═════ Records for processing

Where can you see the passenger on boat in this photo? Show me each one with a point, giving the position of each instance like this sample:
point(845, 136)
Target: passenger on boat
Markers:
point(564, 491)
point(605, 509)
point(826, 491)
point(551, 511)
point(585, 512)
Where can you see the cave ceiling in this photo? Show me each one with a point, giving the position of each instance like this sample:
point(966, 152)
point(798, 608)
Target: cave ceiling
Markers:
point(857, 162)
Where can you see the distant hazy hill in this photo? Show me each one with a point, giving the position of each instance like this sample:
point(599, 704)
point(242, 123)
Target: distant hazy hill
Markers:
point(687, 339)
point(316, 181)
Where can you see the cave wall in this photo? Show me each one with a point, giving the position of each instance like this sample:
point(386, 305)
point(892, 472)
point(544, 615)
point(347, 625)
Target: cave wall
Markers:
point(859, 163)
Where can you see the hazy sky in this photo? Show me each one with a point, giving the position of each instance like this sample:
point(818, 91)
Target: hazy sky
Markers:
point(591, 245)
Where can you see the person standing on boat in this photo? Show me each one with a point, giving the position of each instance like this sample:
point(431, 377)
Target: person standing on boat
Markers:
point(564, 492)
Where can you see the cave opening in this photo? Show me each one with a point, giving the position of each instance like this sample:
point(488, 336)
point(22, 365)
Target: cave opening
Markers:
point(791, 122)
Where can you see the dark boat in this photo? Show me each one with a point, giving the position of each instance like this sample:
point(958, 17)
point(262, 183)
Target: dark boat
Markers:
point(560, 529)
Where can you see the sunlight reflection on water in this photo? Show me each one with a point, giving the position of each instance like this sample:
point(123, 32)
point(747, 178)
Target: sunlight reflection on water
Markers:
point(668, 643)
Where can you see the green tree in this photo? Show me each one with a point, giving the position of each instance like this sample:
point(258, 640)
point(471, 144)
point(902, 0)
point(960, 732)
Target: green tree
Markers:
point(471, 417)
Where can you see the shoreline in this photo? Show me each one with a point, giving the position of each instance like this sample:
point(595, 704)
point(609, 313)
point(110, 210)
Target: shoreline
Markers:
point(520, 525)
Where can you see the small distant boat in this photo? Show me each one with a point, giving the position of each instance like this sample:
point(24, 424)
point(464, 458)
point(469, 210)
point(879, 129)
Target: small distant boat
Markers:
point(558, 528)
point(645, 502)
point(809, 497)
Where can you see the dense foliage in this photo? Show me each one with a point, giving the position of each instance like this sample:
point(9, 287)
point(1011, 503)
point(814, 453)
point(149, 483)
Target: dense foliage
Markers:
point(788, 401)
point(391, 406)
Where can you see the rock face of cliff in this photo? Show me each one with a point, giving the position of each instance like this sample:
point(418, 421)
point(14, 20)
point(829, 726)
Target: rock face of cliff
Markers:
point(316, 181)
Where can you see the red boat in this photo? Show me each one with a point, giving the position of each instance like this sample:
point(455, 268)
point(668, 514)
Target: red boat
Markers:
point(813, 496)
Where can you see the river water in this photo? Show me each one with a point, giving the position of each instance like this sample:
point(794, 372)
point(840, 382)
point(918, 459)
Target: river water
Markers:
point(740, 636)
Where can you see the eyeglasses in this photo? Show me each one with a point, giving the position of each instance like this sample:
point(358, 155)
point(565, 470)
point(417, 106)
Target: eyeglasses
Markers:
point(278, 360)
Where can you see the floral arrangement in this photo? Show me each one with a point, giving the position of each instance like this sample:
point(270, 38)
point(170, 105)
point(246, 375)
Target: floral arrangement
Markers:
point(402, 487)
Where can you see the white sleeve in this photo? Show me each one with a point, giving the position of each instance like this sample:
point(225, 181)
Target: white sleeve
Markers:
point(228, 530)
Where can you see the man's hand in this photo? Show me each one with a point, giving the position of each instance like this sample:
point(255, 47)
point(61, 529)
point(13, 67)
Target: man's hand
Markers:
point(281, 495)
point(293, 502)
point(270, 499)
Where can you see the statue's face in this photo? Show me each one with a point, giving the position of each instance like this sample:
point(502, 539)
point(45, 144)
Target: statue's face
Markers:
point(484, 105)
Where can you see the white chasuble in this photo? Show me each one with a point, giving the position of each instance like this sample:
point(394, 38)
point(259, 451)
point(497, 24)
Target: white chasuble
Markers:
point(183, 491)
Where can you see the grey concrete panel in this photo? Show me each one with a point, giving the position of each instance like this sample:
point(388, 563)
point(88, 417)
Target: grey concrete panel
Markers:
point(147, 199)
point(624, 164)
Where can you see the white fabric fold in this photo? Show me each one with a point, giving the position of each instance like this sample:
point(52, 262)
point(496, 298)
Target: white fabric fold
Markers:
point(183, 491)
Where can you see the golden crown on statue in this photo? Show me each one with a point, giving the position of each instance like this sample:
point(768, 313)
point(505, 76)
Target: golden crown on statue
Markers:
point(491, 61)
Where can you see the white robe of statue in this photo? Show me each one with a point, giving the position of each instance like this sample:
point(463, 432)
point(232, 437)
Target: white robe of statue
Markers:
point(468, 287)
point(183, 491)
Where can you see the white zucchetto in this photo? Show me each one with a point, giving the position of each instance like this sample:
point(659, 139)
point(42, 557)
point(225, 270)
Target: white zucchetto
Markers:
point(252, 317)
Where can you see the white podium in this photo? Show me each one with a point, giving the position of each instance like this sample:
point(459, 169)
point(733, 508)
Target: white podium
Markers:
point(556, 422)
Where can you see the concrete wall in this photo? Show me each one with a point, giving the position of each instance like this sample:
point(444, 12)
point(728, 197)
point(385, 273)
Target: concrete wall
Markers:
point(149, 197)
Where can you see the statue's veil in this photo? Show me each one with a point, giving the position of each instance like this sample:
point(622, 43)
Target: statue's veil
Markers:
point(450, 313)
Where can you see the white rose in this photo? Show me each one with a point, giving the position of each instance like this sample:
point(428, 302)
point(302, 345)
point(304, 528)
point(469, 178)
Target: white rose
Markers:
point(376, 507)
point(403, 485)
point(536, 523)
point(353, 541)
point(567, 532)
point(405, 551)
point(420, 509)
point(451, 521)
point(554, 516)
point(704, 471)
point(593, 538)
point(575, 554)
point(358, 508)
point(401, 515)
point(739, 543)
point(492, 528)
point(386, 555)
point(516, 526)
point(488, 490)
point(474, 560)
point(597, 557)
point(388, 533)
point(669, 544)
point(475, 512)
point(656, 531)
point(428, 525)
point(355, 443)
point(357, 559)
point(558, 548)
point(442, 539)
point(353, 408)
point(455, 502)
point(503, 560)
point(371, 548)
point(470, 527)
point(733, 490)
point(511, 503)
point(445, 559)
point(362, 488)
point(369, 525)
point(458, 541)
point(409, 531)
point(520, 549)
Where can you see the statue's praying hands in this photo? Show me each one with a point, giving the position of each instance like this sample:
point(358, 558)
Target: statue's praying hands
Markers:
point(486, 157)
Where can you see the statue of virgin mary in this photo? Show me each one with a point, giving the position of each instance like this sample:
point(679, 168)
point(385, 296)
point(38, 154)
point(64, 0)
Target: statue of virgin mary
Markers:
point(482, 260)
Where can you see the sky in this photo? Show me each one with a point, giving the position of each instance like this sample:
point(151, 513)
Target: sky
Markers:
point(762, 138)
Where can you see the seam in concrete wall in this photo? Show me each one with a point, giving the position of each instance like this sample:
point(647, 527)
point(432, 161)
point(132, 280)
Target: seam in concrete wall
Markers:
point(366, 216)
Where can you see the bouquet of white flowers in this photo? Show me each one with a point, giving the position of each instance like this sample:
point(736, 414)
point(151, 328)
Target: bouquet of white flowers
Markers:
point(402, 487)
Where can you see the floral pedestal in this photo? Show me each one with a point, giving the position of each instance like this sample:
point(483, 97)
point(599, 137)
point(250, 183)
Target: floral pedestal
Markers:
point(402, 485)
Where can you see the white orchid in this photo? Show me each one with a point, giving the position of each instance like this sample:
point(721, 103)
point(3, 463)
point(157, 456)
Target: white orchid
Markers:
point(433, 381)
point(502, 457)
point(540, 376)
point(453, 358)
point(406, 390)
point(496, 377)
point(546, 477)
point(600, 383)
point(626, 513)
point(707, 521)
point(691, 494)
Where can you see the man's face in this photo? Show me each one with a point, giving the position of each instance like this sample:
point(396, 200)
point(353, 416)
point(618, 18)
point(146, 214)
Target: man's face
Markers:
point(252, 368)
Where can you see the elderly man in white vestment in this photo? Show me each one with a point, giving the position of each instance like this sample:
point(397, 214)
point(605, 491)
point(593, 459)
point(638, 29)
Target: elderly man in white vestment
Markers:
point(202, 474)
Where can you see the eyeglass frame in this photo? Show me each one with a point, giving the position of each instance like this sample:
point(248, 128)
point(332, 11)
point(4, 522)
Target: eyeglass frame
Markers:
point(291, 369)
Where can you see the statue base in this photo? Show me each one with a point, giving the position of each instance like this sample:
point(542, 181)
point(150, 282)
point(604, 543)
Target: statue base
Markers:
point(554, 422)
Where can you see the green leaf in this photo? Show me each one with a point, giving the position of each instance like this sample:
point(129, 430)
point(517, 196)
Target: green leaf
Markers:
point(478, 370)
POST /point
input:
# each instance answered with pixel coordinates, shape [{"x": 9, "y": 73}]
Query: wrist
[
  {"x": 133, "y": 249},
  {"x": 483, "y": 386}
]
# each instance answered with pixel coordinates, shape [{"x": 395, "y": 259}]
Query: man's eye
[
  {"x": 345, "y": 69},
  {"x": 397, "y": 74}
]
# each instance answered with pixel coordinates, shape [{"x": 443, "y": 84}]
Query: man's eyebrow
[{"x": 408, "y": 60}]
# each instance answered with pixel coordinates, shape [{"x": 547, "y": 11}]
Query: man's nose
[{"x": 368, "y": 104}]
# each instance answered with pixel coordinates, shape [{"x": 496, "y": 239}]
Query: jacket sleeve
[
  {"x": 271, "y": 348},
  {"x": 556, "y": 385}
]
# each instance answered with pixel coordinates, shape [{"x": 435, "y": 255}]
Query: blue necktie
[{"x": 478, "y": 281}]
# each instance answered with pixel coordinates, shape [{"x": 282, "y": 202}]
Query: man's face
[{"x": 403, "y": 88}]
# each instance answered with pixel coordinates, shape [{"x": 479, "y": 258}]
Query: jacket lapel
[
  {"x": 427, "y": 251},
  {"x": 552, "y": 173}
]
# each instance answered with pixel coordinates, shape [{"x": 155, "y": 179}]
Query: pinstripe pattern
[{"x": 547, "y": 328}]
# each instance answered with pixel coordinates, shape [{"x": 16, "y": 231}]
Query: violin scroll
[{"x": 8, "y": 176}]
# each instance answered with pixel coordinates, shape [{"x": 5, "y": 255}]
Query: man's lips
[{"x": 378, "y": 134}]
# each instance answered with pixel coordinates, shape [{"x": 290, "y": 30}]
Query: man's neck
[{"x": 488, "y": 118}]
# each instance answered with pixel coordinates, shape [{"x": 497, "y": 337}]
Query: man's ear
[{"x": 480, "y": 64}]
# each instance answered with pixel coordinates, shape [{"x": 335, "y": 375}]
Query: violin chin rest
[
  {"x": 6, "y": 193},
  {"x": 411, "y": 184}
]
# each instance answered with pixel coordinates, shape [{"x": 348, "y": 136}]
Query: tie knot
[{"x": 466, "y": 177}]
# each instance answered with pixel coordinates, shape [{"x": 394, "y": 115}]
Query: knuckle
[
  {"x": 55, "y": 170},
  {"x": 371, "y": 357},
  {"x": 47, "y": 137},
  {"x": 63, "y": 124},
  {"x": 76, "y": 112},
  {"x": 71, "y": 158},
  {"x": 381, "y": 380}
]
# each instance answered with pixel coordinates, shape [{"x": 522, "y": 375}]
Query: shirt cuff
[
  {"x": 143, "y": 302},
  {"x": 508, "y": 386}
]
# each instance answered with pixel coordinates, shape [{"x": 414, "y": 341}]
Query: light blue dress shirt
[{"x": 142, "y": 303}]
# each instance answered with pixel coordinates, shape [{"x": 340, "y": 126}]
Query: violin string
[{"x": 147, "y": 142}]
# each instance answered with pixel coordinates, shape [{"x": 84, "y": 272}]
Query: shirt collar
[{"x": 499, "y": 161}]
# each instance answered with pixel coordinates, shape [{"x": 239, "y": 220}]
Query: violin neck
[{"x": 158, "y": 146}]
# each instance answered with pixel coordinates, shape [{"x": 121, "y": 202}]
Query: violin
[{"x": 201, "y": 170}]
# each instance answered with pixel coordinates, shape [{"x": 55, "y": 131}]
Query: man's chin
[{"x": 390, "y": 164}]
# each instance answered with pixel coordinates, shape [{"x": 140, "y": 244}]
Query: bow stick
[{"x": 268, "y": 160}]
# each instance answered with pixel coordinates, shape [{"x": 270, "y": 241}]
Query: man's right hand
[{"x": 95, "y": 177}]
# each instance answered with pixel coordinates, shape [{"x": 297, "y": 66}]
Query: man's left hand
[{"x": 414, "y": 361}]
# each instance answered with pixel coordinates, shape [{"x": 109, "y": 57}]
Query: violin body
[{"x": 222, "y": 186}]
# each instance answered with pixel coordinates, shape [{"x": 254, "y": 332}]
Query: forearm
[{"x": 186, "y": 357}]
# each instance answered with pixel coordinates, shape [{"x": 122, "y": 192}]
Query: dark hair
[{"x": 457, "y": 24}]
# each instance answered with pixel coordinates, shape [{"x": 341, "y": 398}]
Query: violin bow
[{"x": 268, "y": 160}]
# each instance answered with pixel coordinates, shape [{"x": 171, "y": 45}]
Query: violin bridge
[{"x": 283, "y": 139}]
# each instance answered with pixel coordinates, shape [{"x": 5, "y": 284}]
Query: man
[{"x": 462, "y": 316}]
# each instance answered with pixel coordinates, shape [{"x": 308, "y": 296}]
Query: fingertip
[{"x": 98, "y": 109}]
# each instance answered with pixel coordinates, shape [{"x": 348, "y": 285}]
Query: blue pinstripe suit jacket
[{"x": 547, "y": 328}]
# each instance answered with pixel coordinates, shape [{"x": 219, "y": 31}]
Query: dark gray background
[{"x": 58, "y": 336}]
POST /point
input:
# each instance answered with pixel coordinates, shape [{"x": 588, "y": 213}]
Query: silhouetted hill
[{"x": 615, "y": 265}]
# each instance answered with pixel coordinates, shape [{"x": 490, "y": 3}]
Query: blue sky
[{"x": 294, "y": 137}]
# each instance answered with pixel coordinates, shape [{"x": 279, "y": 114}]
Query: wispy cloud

══════════

### Directions for this task
Return a copy of each line of the material that holds the word "eyeglasses".

### Response to this task
Where can you see the eyeglasses in this photo? Show me each one with a point, giving the position of each instance like this sample:
Target: eyeglasses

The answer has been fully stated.